Source document:
During his free time since he didn't attend school, he spent this time in a print shop. He spent his pocket money for engravings of different Italian Masters. All of this freedom that he had helped him to gather impressions and sensations from the world that helped him with his drawings until he died. Later in his life he decided on apprenticing as an engraver instead of becoming an artist, even though he was a friend of many of the great artists. He worked as an apprentice for a well-known engraver.

His engraving skills that he learned helped him with his craftsmanship, and a higher branch of art (Raine 9-10). Blake married an illiterate woman at the age of twenty-four, named Catherine. He decided on courting her in Battersea, and the church where they were married is the only church still standing to this very day (Raine 7). Blake encountered many hardships in his life including being arrested for making slanderous statements about different things. All of the events that Blake endured in his life had a great influence on his masterful writings and drawings. It was once said that Blake and his wife were so poor, that his wife would lay an empty plate in front of him at dinner because they didn't have anything at all to eat, and this made Blake start drawing pictures of what he wished was on his plate.

One task that he was assigned was to draw many of the monuments of kings and queens in Westminster Abbey. When Blake was young he had many different visions that also caused him to start drawing these visions on the flaps of his dad's books. One of the visions that he had was of a dark satanic mill where he saw severed humans. Another of his visions was a deadly, horrible dream of the same dark satanic mills and furnaces were burning the people.

Given information:
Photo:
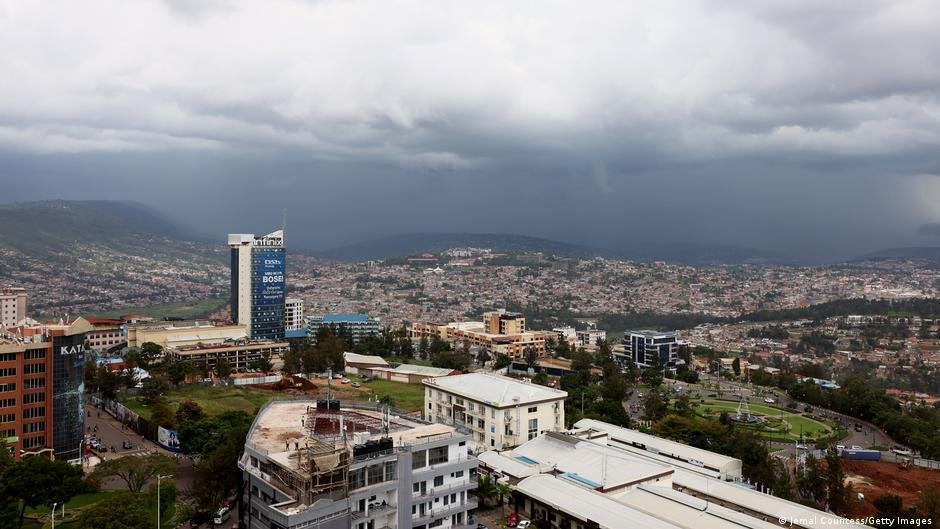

Exercise tasks:
1. According to the passage on Blake, at what age did he marry, and whom did he marry?
2. From the passage on Blake, extract everything from "His engraving skills" down to "on his plate.".
3. Extend the passage on Blake's life, beginning after its final sentence.

The replies:
1. He married an illiterate woman named Catherine at the age of twenty-four.

2.
His engraving skills that he learned helped him with his craftsmanship, and a higher branch of art (Raine 9-10). Blake married an illiterate woman at the age of twenty-four, named Catherine. He decided on courting her in Battersea, and the church where they were married is the only church still standing to this very day (Raine 7). Blake encountered many hardships in his life including being arrested for making slanderous statements about different things. All of the events that Blake endured in his life had a great influence on his masterful writings and drawings. It was once said that Blake and his wife were so poor, that his wife would lay an empty plate in front of him at dinner because they didn't have anything at all to eat, and this made Blake start drawing pictures of what he wished was on his plate.

3.
Those two visions were thought to be from anger that was built up inside towards danger and imagination. He thought and believed that the perfect society was the "City of God", and that human spirits were the same in Heaven and in Hell (Raine 8-10). These visions allowed him to virtually perfect the elements of point of view, setting, characterization, tone, theme, and irony. In first person point of view the author is extremely restricted because one of the characters is telling the story, eliminating the author as narrator. In William Blake's "The Chimney Sweeper", in Songs of Experience, the story is told through the eyes of a little boy.

And unlike most of Blake's work this poem is not written in a form known as All May Read (Abrams 73). When Blake wrote the rebound of his first collection, Songs of Innocence, his vision of his audience might have been a little blurred; therefore, we as an audience have to take into consideration the mental state of the speaker that Blake has created. In this particular poem the speaker is "a little black thing among the snow". One reason this poem is not an "all may read" poem is because if the reader is not familiar with Blake's work he or she may not understand why this boy is being called "a little black thing"; this is not to construe the thought of a racial slur or anything of the nature. The little boy is black because he is covered in soot from the chimney, but how are we to know unless we are familiar with Songs of Innocence. For those who still are unfamiliar with his work it is difficult to understand his perspective because he goes from fiction to realistic and then back to fiction without missing a beat.

Later in this poem of "Experience" the little boy talks about smiling "among the winter's snow" giving we the reader the impression of some white, snow-capped environment when at that particular time "there was very little snow in London" (Abrams 70) the whole winter. So he expects the reader to be able to envision this oasis of "social forces that have reduced him (the boy) to misery" (Abrams 70). Which brings us to the setting Blake has described in this poem. Setting includes several aspects of a work of fiction including the sensuous world of work, the time in which the action of the work takes place, and the social environment of the character. This would be the manners, customs, and moral values that create an image of the character for the reader. The image we get from reading "The Chimney Sweeper" in Songs of Experience is that of a small lost and abandoned African-American child lying in the snow crying because his parents went to the church to pray for what they want which is not him.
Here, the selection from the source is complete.